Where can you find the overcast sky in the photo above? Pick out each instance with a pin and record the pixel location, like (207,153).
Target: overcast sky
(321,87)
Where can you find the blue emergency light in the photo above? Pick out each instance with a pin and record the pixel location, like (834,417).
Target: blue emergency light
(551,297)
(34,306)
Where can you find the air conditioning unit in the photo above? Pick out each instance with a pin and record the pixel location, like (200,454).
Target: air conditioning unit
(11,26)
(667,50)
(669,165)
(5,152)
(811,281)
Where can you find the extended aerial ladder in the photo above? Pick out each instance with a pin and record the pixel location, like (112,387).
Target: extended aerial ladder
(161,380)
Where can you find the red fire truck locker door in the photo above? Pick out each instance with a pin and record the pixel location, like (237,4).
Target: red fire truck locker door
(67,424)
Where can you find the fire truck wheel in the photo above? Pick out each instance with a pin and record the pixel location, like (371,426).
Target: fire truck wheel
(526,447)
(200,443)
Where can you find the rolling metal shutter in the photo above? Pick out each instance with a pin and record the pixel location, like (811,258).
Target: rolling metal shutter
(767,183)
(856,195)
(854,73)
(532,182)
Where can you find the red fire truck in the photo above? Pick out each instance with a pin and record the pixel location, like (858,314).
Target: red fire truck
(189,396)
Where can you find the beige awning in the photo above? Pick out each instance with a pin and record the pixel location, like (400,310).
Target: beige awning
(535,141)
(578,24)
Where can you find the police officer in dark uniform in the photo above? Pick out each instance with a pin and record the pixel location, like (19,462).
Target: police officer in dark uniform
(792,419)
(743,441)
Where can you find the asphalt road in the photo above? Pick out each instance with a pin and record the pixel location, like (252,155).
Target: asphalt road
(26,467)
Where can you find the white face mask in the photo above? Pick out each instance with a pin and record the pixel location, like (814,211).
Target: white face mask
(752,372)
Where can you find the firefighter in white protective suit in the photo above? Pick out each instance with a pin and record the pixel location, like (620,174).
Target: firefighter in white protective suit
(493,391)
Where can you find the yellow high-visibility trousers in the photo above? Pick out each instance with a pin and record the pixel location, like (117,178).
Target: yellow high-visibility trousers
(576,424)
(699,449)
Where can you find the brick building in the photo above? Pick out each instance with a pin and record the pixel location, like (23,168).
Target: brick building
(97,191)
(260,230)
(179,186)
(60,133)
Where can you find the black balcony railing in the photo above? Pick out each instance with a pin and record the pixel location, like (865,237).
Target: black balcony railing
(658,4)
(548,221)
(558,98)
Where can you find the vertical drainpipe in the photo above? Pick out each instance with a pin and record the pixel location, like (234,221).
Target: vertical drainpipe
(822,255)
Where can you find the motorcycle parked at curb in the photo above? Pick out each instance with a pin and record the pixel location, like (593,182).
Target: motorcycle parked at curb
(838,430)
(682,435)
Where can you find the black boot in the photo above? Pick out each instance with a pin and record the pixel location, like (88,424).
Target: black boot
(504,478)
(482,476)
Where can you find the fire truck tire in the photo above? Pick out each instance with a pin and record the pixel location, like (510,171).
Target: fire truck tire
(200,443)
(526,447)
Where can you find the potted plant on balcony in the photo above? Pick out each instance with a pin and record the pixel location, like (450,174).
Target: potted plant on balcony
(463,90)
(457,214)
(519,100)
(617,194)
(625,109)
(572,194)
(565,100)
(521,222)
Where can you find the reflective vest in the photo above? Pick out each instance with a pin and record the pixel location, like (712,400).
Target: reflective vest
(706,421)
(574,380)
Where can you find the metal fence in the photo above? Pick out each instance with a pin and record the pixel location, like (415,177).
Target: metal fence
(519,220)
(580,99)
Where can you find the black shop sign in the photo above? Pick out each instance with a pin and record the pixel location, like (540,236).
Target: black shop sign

#### [任务要求]
能否把上面所有条目逐行原样返回，一字不改？

#### [练习答案]
Where can you find the overcast sky in the photo above? Pick out each instance with a pin and record the pixel location, like (207,153).
Target: overcast sky
(321,87)
Where can you find the blue emergency light in the photo above? Pick out each instance with a pin and record the pixel location, like (834,417).
Target: blue emergency light
(551,297)
(34,306)
Where can you find the air conditioning unit in the photo above? Pick out each instance with a pin and record the pixel location, like (200,454).
Target: air conditioning unit
(11,26)
(667,50)
(669,165)
(5,152)
(811,281)
Where can you find the extended aerial ladder in the photo above? Pick out each instance with a pin and record the pixel location, like (112,387).
Target: extended aerial ladder
(161,380)
Where can you find the red fire truck locker door in the photo above? Pick out each instance with a pin and record the pixel location, like (237,4).
Target: red fire truck locker door
(67,424)
Where can you find the fire truck wheel in the photo above? Pick out each instance with a pin and record the pixel location, like (371,426).
Target: fire truck wheel
(526,447)
(200,443)
Where can you find the rolling metal shutter in the photo above? Pick out each instance with a pin and record the pixel location, like (811,258).
Target: rolling metal shutter
(767,183)
(856,195)
(854,73)
(532,182)
Where can you find the red fire truck in the photo above? Pick out each instance with a pin and record the pixel location, like (858,314).
Target: red fire truck
(189,396)
Where can you find the beige awning in the photo above? Pick out each instance with a pin and record the pixel location, like (400,310).
Target: beige awning
(535,141)
(578,24)
Where can you find the police officer in dark uniform in the photo above? Pick out each instance with a pin and record the pixel location, like (19,462).
Target: police officer in dark uniform
(792,419)
(743,441)
Where can you find the asphalt road in the photo above? Pick out each instance with a pin and record the pixel location, like (252,155).
Target: asphalt road
(26,467)
Where can you find the white face mask in the photo above? Pick out each instance with a pin and record the pixel location, like (814,211).
Target: white face mask
(752,372)
Where can you find the firefighter in white protective suit in the photo above? Pick out each instance with a pin and record the pixel location, like (620,174).
Target: firefighter in white protective suit
(493,391)
Where can you find the yellow high-visibility trousers in the photo above? Pick out each instance with a pin and record the pixel location, like (117,178).
Target: yellow high-visibility trousers
(576,424)
(699,449)
Where can you find the brick building in the photo above? Pick out each instance with a pin and record the pixel location, like (23,168).
Target: brick building
(97,191)
(260,230)
(179,186)
(60,133)
Where can you find the black balcony railing in the photo above? Pick out each instance with a pin and record the pixel location, like (865,237).
Target: black balcony railing
(658,4)
(548,221)
(558,98)
Where can you find the vertical drainpipe in the photo above? Pick out each instance with a pin and record the pixel location, like (234,221).
Target: vertical drainpipe
(822,255)
Where can you find the motorcycle parked at curb in the photo above? Pick out each instance with a pin and record the pixel location, like (593,182).
Target: motorcycle parked at curb
(838,430)
(682,435)
Where can you find the black boot in the photo above? Pick out each instance with a pin and record the pixel location, like (88,424).
Target: black boot
(504,478)
(482,476)
Where can you find the fire truck tire in the photo above? Pick out each instance with a pin and record the pixel location, like (510,171).
Target: fire truck tire
(200,443)
(526,447)
Where can you find the potted plant on balcony in the photo above? Pick out each instance with a pin and record the pixel location, like (450,174).
Target: potted plant on balcony
(463,90)
(457,214)
(519,100)
(617,194)
(625,109)
(572,194)
(565,100)
(521,222)
Where can you find the reflective vest in the photo above? Pick out each instance with a pin and record the pixel location, like (712,400).
Target: reflective vest
(706,421)
(574,380)
Where can you find the metal fence in the photo above? Pick out each instance with a pin and record the pixel location, like (415,177).
Target: metal fence
(519,220)
(580,99)
Where can you find the black shop sign in the photo above? Pick out each instance with a pin and record the pixel location, like (540,236).
Target: black shop sign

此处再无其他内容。